Exercise :: Set the records down again. Match every line exactly.

(Source data begins)

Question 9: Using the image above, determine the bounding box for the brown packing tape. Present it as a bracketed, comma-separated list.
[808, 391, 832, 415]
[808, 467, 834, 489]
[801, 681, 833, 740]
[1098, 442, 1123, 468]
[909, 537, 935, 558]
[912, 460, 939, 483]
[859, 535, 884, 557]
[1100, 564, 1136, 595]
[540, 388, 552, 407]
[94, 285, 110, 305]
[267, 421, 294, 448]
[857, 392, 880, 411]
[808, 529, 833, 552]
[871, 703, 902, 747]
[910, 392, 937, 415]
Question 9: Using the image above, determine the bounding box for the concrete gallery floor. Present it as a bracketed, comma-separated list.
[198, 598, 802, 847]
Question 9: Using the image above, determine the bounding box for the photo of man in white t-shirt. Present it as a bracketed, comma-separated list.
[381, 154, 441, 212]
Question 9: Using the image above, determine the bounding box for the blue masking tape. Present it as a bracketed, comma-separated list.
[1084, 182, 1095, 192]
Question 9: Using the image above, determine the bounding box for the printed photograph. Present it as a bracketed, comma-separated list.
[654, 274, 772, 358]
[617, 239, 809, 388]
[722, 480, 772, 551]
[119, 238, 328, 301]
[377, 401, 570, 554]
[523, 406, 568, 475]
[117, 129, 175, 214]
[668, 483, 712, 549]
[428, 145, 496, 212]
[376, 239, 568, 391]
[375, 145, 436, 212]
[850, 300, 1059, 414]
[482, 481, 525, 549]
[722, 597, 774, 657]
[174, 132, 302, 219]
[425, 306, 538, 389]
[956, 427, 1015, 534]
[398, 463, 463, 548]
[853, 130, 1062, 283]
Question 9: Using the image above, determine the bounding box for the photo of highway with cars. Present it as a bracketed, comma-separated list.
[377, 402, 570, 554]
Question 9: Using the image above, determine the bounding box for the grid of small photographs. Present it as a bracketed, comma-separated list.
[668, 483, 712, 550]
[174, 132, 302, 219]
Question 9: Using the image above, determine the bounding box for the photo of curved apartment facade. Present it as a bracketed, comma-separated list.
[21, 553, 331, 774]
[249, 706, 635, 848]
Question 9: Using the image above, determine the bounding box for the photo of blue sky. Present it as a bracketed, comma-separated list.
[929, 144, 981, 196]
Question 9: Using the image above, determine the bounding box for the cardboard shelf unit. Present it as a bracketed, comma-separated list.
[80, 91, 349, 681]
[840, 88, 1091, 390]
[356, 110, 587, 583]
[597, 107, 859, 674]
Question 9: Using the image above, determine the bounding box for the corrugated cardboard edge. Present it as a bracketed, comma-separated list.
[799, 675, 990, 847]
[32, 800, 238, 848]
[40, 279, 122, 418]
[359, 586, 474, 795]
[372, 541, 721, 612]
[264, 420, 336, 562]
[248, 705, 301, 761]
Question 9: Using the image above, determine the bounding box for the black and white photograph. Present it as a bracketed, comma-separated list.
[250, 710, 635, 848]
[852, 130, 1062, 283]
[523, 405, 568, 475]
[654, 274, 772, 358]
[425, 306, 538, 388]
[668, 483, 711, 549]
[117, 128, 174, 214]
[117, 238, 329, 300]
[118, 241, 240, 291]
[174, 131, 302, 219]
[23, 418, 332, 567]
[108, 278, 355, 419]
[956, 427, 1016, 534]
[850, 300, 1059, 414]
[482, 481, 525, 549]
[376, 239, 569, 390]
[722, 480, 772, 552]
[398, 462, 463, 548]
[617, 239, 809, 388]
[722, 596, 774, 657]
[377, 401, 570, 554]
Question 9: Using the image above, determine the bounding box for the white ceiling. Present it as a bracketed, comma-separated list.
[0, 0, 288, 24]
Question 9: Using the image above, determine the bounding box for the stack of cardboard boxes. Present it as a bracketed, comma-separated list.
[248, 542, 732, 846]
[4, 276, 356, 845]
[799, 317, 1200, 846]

(Source data ends)

The completed task ::
Question 9: Using the image above, determine the bounding box for the brown packing tape. Present it as a bracketed, comma-separated list.
[808, 391, 832, 415]
[808, 467, 834, 489]
[801, 681, 833, 740]
[1098, 442, 1123, 468]
[909, 537, 935, 558]
[912, 460, 939, 483]
[859, 535, 884, 557]
[1100, 564, 1136, 595]
[540, 388, 552, 407]
[94, 285, 110, 305]
[267, 421, 294, 448]
[857, 392, 880, 411]
[808, 529, 833, 552]
[871, 703, 902, 747]
[910, 392, 937, 415]
Question 9: Using the image above, determine the bounding box for the concrete gallery floor. Present it as a bracketed, comma-separated list.
[198, 598, 802, 847]
Question 9: Using the image above, determine the bounding box for the photo of man in white t-shirt. Present it as a bracketed, comma-separated list.
[381, 154, 441, 212]
Question 9: Using the image above, determine the bounding box for the blue masking tape. Present it as a bracketed, comma-separated list.
[1084, 182, 1095, 192]
Question 9: Using the image above, determine the bounding box for the printed photograph. Present it as a bracketed, comma-separated list.
[654, 274, 772, 358]
[617, 239, 809, 388]
[722, 480, 772, 551]
[119, 238, 328, 301]
[377, 401, 570, 554]
[523, 406, 568, 475]
[117, 129, 175, 214]
[668, 483, 712, 549]
[428, 145, 496, 212]
[376, 239, 568, 391]
[375, 145, 436, 212]
[850, 300, 1059, 414]
[482, 481, 525, 549]
[722, 597, 774, 657]
[174, 132, 302, 219]
[425, 306, 538, 389]
[956, 427, 1015, 534]
[398, 463, 463, 548]
[853, 130, 1062, 283]
Question 9: Using the image above, determine the bounding box for the photo of highway with cars. Present it as a bracketed, comma-separated list.
[377, 402, 570, 554]
Question 9: Using the image above, determine the bounding box for the grid of small photographs. Present it as a bracketed, comma-separated list.
[668, 483, 712, 550]
[174, 132, 302, 219]
Question 9: Using the image above, determine the bounding box for the photo of curved apartment facade. Present it as a bracketed, comma-separated list.
[21, 553, 331, 774]
[249, 706, 635, 848]
Question 9: Using the image above, determine the bounding box for the photo of blue sky. Present it as a bracketed, comma-separated list.
[929, 144, 981, 196]
Question 9: Using the image above, determine the bounding box for the cardboard shelf unit. Present it as a bracketed, comma-separated list.
[80, 91, 349, 681]
[840, 88, 1091, 390]
[356, 110, 587, 583]
[597, 107, 859, 674]
Question 9: Using the image above, determine the bounding box for the corrugated cardboard edge. Present it as a bracketed, comma-separated list.
[799, 675, 990, 847]
[32, 800, 238, 848]
[40, 279, 122, 418]
[359, 586, 474, 795]
[372, 541, 721, 612]
[264, 420, 336, 562]
[248, 705, 301, 761]
Question 9: Using the image above, determine the bounding box for the black and white photograph. Present it as a bracketed, comma-separated list.
[250, 710, 635, 848]
[852, 130, 1062, 283]
[523, 405, 568, 475]
[654, 274, 772, 358]
[425, 306, 538, 388]
[668, 483, 711, 549]
[117, 128, 174, 214]
[117, 238, 329, 300]
[118, 241, 240, 291]
[174, 131, 302, 219]
[23, 418, 332, 567]
[108, 278, 355, 419]
[956, 427, 1016, 534]
[850, 300, 1059, 414]
[482, 481, 525, 549]
[376, 239, 569, 390]
[722, 480, 772, 552]
[398, 462, 463, 548]
[617, 239, 809, 388]
[722, 596, 774, 657]
[377, 401, 570, 554]
Question 9: Using the image above, determine the bounding box for the white ceiling. Present it as a bracketed, comma-separated list.
[0, 0, 288, 24]
Question 9: Using the image above, determine the bounding box for the stack of cardboard boxes. Present it as a bracketed, comma-separated list.
[248, 542, 732, 846]
[4, 276, 356, 845]
[799, 317, 1200, 846]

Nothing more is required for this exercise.